■ **Problem to work on**: Count how many of the rows below contain the string "rear", treating uppercase and lowercase as distinct, and state only that number.

■ **Records provided**:

_ _ _ _ _ _ _

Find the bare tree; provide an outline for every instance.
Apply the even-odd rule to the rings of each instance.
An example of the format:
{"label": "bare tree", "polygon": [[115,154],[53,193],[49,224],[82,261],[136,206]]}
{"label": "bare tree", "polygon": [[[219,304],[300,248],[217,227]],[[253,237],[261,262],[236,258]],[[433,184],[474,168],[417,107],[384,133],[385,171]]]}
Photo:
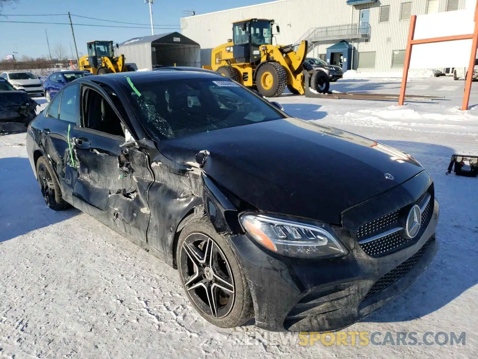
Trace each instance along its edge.
{"label": "bare tree", "polygon": [[58,44],[53,49],[53,53],[58,60],[61,60],[66,53],[65,46],[61,44]]}
{"label": "bare tree", "polygon": [[4,5],[9,4],[15,4],[18,3],[19,1],[19,0],[0,0],[0,15],[1,15]]}

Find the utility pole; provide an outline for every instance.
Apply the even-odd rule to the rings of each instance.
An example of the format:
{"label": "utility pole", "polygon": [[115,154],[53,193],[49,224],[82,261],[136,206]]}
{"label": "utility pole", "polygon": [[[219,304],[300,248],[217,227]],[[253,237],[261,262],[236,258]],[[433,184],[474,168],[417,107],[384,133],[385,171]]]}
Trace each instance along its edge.
{"label": "utility pole", "polygon": [[[71,26],[71,34],[73,35],[73,43],[75,44],[75,51],[76,52],[76,61],[78,64],[78,68],[80,68],[80,58],[78,56],[78,48],[76,47],[76,40],[75,39],[75,32],[73,31],[73,23],[71,22],[71,15],[70,15],[70,11],[68,12],[68,18],[70,19],[70,26]],[[70,44],[71,45],[71,44]]]}
{"label": "utility pole", "polygon": [[151,18],[151,34],[154,34],[154,28],[152,26],[152,10],[151,9],[151,4],[154,3],[154,0],[144,0],[145,4],[150,5],[150,17]]}
{"label": "utility pole", "polygon": [[48,34],[46,32],[46,29],[45,29],[45,34],[46,35],[46,45],[48,45],[48,54],[50,54],[50,60],[52,59],[52,52],[50,51],[50,43],[48,42]]}

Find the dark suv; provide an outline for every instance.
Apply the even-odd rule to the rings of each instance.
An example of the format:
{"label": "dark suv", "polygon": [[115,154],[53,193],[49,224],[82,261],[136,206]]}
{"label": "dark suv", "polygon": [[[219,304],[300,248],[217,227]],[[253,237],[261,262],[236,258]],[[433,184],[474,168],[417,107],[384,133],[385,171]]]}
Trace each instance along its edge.
{"label": "dark suv", "polygon": [[344,74],[344,71],[340,66],[330,65],[320,58],[306,57],[304,61],[314,68],[320,68],[327,74],[329,79],[332,82],[335,82],[339,79],[342,79]]}
{"label": "dark suv", "polygon": [[343,328],[438,247],[433,181],[411,156],[216,73],[78,79],[31,123],[27,150],[48,206],[74,206],[177,268],[218,326]]}

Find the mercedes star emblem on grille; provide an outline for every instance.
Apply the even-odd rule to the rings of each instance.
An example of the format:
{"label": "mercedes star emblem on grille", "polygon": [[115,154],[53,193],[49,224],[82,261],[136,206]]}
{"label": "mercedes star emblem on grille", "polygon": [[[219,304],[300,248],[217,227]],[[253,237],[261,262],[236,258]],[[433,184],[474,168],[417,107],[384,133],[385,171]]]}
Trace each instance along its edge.
{"label": "mercedes star emblem on grille", "polygon": [[405,234],[409,238],[413,238],[418,234],[421,225],[422,212],[420,207],[415,204],[408,213],[407,223],[405,225]]}
{"label": "mercedes star emblem on grille", "polygon": [[384,174],[385,175],[385,179],[387,180],[395,180],[395,177],[391,175],[390,173],[384,173]]}

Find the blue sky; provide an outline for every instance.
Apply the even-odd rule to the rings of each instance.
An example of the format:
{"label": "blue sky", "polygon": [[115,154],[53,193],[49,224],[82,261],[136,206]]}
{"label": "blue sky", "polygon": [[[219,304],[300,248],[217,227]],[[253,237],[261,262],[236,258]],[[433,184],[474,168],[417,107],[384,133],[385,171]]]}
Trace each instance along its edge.
{"label": "blue sky", "polygon": [[[267,0],[242,0],[237,6],[247,6],[266,2]],[[233,3],[218,1],[194,0],[155,0],[152,5],[153,22],[158,25],[174,25],[179,31],[183,11],[194,10],[196,14],[224,10],[234,7]],[[199,5],[200,4],[200,5]],[[8,14],[35,15],[34,16],[1,16],[0,21],[30,21],[68,22],[68,16],[43,16],[43,14],[72,14],[104,19],[107,20],[145,24],[144,29],[97,27],[75,26],[75,35],[78,52],[86,52],[87,41],[93,40],[111,40],[120,43],[132,37],[151,34],[149,8],[144,0],[19,0],[18,3],[6,5],[1,11],[2,15]],[[98,21],[72,17],[74,24],[100,24],[118,26],[123,25],[108,22]],[[54,48],[62,44],[66,56],[71,56],[71,43],[75,47],[69,25],[44,24],[14,23],[0,22],[0,58],[6,55],[18,52],[15,57],[22,55],[48,57],[45,29],[48,32],[52,56],[55,57]],[[176,31],[168,29],[155,29],[155,34]],[[80,55],[81,56],[81,55]]]}

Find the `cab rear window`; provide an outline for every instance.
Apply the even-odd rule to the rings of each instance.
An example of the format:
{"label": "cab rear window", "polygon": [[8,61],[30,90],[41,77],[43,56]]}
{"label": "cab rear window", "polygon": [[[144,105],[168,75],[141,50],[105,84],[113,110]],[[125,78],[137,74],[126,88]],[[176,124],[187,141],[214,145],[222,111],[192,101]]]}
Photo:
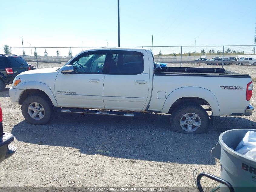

_ _ _ _ _ _ _

■ **Written solution**: 3